Required action:
Nothing but an exact reprint of the records is to be returned.

+ + + + +

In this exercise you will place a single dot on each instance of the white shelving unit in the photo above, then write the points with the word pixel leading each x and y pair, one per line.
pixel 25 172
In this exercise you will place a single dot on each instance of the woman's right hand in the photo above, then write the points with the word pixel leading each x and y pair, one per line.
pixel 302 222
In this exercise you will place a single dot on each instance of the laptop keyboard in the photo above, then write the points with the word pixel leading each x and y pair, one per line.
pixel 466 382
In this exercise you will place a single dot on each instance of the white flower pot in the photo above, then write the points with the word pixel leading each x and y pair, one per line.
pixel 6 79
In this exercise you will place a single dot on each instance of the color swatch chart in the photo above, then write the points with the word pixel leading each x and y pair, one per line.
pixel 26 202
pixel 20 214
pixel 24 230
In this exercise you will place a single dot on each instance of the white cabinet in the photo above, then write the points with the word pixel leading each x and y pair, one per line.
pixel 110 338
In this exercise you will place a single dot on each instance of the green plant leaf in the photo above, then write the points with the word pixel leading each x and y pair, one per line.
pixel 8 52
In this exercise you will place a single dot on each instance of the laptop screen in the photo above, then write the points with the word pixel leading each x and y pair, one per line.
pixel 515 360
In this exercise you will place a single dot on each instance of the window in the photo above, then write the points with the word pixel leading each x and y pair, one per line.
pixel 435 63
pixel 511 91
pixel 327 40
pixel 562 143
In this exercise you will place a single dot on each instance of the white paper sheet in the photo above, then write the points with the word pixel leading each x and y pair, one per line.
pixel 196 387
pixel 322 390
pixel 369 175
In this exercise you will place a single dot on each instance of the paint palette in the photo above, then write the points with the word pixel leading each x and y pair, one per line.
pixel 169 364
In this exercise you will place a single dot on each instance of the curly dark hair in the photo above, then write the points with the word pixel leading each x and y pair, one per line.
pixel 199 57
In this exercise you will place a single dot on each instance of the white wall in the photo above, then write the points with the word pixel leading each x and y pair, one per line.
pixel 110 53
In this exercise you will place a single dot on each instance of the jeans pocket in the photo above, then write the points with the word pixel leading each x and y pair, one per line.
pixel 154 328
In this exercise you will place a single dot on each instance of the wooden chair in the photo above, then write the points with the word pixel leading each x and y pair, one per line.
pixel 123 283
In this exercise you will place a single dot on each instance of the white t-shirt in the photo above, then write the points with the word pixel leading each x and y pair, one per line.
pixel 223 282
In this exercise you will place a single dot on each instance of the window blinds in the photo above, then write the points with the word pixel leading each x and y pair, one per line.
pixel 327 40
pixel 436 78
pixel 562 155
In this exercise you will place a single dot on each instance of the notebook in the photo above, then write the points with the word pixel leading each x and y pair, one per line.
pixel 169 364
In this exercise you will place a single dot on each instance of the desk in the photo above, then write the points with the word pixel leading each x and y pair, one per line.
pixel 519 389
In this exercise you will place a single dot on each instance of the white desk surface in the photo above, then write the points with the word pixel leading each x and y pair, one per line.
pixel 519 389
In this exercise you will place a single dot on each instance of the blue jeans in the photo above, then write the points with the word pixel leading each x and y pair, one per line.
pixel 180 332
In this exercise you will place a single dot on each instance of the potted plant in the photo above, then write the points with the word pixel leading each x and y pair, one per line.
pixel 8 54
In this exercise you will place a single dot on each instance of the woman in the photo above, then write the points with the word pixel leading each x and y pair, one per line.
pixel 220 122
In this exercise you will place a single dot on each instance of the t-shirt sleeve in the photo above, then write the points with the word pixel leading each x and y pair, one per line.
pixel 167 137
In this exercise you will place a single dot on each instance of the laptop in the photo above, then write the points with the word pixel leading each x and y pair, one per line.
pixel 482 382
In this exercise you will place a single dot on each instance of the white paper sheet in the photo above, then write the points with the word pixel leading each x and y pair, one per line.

+ + + + +

Answer to this problem:
In this exercise you will place a single dot on each instance of the white shelving unit in the photo above, then write the points with the word pixel leading each x and y pair, one per line.
pixel 25 172
In this exercise you will place a single dot on each instance of the woman's right hand in the photo above, then write the points with the word pixel leading each x and y pair, one per line.
pixel 302 222
In this exercise you will place a single dot on each instance of the laptop keyboard in the photo above, then write the points with the word pixel leading each x and y pair, one per line.
pixel 466 382
In this exercise you will place a single dot on each instance of the white flower pot in the photo above, then write the points with the word pixel leading each x and y pair, one per line.
pixel 6 79
In this exercise you will place a single dot on each instance of the color swatch chart in the photo above, then write the points with the word pixel leading each x and y pair, one per line.
pixel 26 202
pixel 20 214
pixel 24 230
In this exercise you will place a single dot on each instance of the white cabinet in the photo above, then write the points with the word pixel leading each x and y pair, one per line.
pixel 110 338
In this exercise you will place a single dot on each instance of the green plant leaf in the photo above, then write the points with the word pixel leading each x and y pair, one per line.
pixel 8 52
In this exercise you will place a single dot on each instance of the laptop screen in the photo above, then write the points with the word pixel leading each x and y pair, one per line.
pixel 515 360
In this exercise you will place a single dot on each instance of the window in the photo above, then write the points with the word pixel leading each x and y pair, one per line.
pixel 435 63
pixel 511 91
pixel 327 40
pixel 562 143
In this exercise you will place a single dot on each instance of the white paper sheet in the photo above, then write the points with the word pixel leading each x and y pair, one per line.
pixel 196 387
pixel 322 390
pixel 369 175
In this exercise you will place a single dot on each instance of the paint palette in the photo above, then write the points with the word pixel leading each x and y pair, one per line.
pixel 169 364
In this exercise you will place a single dot on each instance of the curly dark hair in the photo above, then write the points with the word pixel leading each x and y pair, one per line.
pixel 199 57
In this exercise you will place a single dot on each instance of the white wall in the photo above, then write the points with the word pixel leading each x and y pair, one per line.
pixel 110 53
In this exercise you will place a single dot on each instance of the jeans pocket in the photo above, then write the points with the word pixel leading each x and y pair, one per line.
pixel 154 328
In this exercise you will place a single dot on each instance of the wooden chair in the photo above, then write the points with the word pixel leading each x and y pair, one per line.
pixel 123 283
In this exercise you will place a single dot on each instance of the white t-shirt in the photo above, then write the points with the word pixel leading each x and y pair, one per line.
pixel 223 282
In this exercise you will place a single dot on each instance of the window blinds in the photo above, then write the points with the word pixel leading each x and y pair, one per line.
pixel 327 40
pixel 436 78
pixel 562 155
In this exercise you will place a single dot on each instance of the notebook in the photo above, then write the points with the word pixel leading each x and y pair, one per line.
pixel 169 364
In this exercise you will place a single dot on each instance of the desk in the photo above, then write the points with the word pixel leading each x and y pair, one per line.
pixel 519 389
In this exercise you will place a single dot on each instance of the white desk surface in the photo above, then write the points with the word pixel leading each x and y pair, one per line.
pixel 519 389
In this exercise you will place a single dot on each instance of the blue jeans in the photo above, then write the points with the word pixel leading each x and y pair, one per line.
pixel 180 332
In this exercise you will place a single dot on each instance of the potted plant in the photo above, then write the points with the word pixel leading each x and y pair, one per line.
pixel 8 54
In this exercise you will place a single dot on each instance of the woman in the photo above, then write the points with the word pixel leading each x and y pair, one per line.
pixel 220 122
In this exercise you will place a single dot on each instance of the t-shirt sleeve in the photo above, then write the points with the word pixel leading each x and y pair, one per line.
pixel 167 137
In this exercise you will place a single dot on each instance of the laptop in the photo above, then write the points with the word pixel leading each x and y pair, one per line.
pixel 482 382
In this exercise you will place a single dot on each instance of the white paper sheet in the photo above, then write the points with the word pixel leading each x and y pair, one per line.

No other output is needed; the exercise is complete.